Below are some records; reproduce every one of them exactly.

Location identification items:
## begin

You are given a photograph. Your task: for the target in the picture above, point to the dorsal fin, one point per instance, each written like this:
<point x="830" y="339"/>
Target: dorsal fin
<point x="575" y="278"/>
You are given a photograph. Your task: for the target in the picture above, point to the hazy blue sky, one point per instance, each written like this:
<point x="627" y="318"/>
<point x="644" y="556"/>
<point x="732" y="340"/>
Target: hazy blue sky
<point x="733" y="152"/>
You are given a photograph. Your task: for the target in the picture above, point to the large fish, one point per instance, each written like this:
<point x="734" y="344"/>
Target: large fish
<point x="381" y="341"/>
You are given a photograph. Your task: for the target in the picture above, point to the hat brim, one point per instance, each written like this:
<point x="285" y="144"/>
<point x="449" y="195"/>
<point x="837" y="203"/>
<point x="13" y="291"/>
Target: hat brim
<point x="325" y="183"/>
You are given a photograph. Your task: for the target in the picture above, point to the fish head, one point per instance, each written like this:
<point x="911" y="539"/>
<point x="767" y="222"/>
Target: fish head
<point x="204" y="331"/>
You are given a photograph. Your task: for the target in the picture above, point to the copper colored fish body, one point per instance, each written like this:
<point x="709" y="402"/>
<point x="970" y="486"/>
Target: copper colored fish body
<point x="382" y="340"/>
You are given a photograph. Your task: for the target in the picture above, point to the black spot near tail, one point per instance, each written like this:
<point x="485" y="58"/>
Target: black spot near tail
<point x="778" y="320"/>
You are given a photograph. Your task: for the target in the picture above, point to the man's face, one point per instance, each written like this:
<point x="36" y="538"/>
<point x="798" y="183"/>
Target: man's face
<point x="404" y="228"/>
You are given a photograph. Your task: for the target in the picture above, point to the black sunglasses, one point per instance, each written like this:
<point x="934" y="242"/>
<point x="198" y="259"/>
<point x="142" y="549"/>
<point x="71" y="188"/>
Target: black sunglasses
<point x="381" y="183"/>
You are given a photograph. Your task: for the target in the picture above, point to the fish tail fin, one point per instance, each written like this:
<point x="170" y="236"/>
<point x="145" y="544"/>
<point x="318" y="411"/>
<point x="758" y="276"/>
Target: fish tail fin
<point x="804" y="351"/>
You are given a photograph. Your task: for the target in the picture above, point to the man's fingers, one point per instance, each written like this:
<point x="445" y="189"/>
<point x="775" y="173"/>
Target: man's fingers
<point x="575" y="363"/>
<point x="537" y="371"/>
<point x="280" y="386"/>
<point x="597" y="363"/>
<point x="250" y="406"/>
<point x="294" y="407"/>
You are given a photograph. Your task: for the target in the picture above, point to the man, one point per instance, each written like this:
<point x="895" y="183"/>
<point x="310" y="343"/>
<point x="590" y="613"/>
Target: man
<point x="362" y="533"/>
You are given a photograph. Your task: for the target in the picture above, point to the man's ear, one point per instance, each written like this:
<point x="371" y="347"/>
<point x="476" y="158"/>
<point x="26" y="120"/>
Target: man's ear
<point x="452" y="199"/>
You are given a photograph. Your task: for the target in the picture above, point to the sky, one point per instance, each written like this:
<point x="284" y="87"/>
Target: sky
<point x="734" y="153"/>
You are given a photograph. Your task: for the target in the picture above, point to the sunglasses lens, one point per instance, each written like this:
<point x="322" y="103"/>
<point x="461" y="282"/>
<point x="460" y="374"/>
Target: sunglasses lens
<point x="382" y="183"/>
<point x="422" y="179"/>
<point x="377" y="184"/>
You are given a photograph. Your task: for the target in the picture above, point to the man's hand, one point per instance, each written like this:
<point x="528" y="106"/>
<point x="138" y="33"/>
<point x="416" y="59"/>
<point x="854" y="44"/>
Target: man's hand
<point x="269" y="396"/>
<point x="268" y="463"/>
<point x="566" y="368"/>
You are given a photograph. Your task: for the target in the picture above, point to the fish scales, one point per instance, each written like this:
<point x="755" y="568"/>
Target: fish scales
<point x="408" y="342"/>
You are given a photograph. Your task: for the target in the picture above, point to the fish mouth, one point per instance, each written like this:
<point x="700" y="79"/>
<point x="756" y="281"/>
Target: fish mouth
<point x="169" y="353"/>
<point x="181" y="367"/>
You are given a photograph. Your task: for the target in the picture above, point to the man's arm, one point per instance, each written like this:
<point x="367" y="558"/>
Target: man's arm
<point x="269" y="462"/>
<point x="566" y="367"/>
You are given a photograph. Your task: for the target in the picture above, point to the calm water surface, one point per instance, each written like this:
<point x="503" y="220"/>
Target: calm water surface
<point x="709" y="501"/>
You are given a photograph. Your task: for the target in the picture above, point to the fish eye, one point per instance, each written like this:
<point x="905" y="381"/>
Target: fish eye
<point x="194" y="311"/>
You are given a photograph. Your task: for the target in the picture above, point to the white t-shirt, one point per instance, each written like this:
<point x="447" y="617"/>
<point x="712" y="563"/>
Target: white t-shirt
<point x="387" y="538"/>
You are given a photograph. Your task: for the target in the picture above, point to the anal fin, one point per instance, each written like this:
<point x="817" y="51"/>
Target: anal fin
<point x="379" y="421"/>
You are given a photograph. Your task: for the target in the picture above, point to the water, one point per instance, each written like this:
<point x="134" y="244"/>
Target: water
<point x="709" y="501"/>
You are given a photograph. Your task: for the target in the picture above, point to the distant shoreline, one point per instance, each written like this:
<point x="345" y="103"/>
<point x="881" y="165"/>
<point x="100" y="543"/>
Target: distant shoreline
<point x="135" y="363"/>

## end

# Written answer
You are given a photograph. Your task: for the target in the picture above, point to the dorsal fin, one point per instance, each written like this:
<point x="830" y="339"/>
Target: dorsal fin
<point x="575" y="278"/>
You are given a photograph. Your task: for the target in the picture above, point to the hazy blue sky, one point per instance, each written like this:
<point x="627" y="318"/>
<point x="644" y="556"/>
<point x="732" y="340"/>
Target: hazy blue sky
<point x="733" y="152"/>
You are given a photograph. Your task: for the target in the picture above, point to the large fish, one point per instance, each written like this:
<point x="734" y="344"/>
Target: large fish
<point x="381" y="341"/>
You are given a photograph. Your task: for the target in the picture above, point to the hat brim, one point per instance, each written like this:
<point x="285" y="144"/>
<point x="449" y="195"/>
<point x="837" y="203"/>
<point x="13" y="291"/>
Target: hat brim
<point x="325" y="183"/>
You are given a photograph. Your task: for the target in the picture above, point to the fish head, one point per instance, each written like this:
<point x="911" y="539"/>
<point x="767" y="222"/>
Target: fish head
<point x="204" y="331"/>
You are given a photograph. Your task: for the target in the picture above, point to the copper colored fish body, one point per instance, each written like this:
<point x="709" y="402"/>
<point x="970" y="486"/>
Target: copper colored fish body
<point x="382" y="340"/>
You are given a photograph. Your task: for the target in the picture above, point to the black spot near tail, one point per instance, each written like this:
<point x="485" y="58"/>
Target: black spot near tail
<point x="778" y="320"/>
You are given a photograph. Your task: for the target in the picture above, point to the man's face, one point per instance, each written like this:
<point x="36" y="538"/>
<point x="798" y="183"/>
Target: man's face
<point x="404" y="228"/>
You are given a photograph. Your task: for the target in the picture above, point to the black sunglasses, one point per instance, each written like this:
<point x="934" y="242"/>
<point x="198" y="259"/>
<point x="142" y="549"/>
<point x="71" y="188"/>
Target: black sunglasses
<point x="381" y="183"/>
You are given a photograph. Your task: for the target in the picture above, point to the fish tail fin, one point per instance, each written like this:
<point x="170" y="236"/>
<point x="145" y="544"/>
<point x="318" y="411"/>
<point x="758" y="276"/>
Target: fish tail fin
<point x="804" y="351"/>
You are given a photograph. Your task: for the target in the picture above, point to the man's fingers, one point per instance, each written like this:
<point x="445" y="189"/>
<point x="775" y="173"/>
Target: man's fingers
<point x="575" y="363"/>
<point x="537" y="371"/>
<point x="280" y="386"/>
<point x="597" y="363"/>
<point x="250" y="406"/>
<point x="294" y="407"/>
You are given a photograph. Your task: for the target in the picture above, point to the man, one point per instance, each written like this:
<point x="895" y="183"/>
<point x="310" y="343"/>
<point x="590" y="613"/>
Target: man
<point x="362" y="533"/>
You are given a photograph. Your task: for the target in the picture above, point to the man's ear, one point per instance, each written like this:
<point x="371" y="347"/>
<point x="476" y="158"/>
<point x="26" y="120"/>
Target: man's ear
<point x="452" y="199"/>
You are given a photograph. Your task: for the target in the picture above, point to the sky, one point per instance, each written like this:
<point x="284" y="87"/>
Target: sky
<point x="734" y="153"/>
You are given a photograph. Your task: for the target in the picture above, point to the sunglasses lens, one point per instance, each written like this:
<point x="322" y="103"/>
<point x="461" y="282"/>
<point x="460" y="374"/>
Target: sunglasses lens
<point x="382" y="183"/>
<point x="422" y="179"/>
<point x="377" y="184"/>
You are given a photograph. Your task: for the target in the picture above, point to the man's hand, one point per instance, each written like this:
<point x="528" y="106"/>
<point x="138" y="33"/>
<point x="416" y="59"/>
<point x="854" y="44"/>
Target: man's hand
<point x="269" y="396"/>
<point x="268" y="463"/>
<point x="566" y="368"/>
You are given a photograph. Your task: for the target in the picture above, point to the fish scales, one point per instance, each written like this:
<point x="755" y="568"/>
Target: fish scales
<point x="408" y="342"/>
You are given a photograph. Your task: for the target in the picture above, point to the fish mouth, one point per instance, each written like this:
<point x="700" y="79"/>
<point x="756" y="281"/>
Target: fish mouth
<point x="169" y="353"/>
<point x="181" y="367"/>
You are given a photograph. Your task: for the target in the picture above, point to the man's arm, one point per instance, each written like this:
<point x="367" y="558"/>
Target: man's arm
<point x="269" y="462"/>
<point x="566" y="367"/>
You are given a photograph. Your task: for the target in the picture above, point to the calm water surface, one point per instance, each written like this:
<point x="503" y="220"/>
Target: calm water surface
<point x="709" y="501"/>
You are given a photograph. Your task: for the target in the picture above, point to the fish eye, one point per instance, each written like this:
<point x="905" y="381"/>
Target: fish eye
<point x="194" y="311"/>
You are given a photograph. Your task: for the target in the picture above, point to the white t-shirt, one point per instance, each written like this:
<point x="447" y="617"/>
<point x="712" y="563"/>
Target: white t-shirt
<point x="387" y="538"/>
You are given a photograph. Your task: for the target in the picture above, point to the anal fin, one point per instance, each written like this:
<point x="817" y="51"/>
Target: anal fin
<point x="379" y="421"/>
You are given a photograph. Your task: for the target in the picture above, point to the water, one point per instance, each written like this:
<point x="134" y="244"/>
Target: water
<point x="709" y="501"/>
You are given a photograph. Your task: for the target in the picture above, point to the distant shoreline, one point per instance, each written like this:
<point x="345" y="103"/>
<point x="881" y="165"/>
<point x="100" y="543"/>
Target: distant shoreline
<point x="135" y="363"/>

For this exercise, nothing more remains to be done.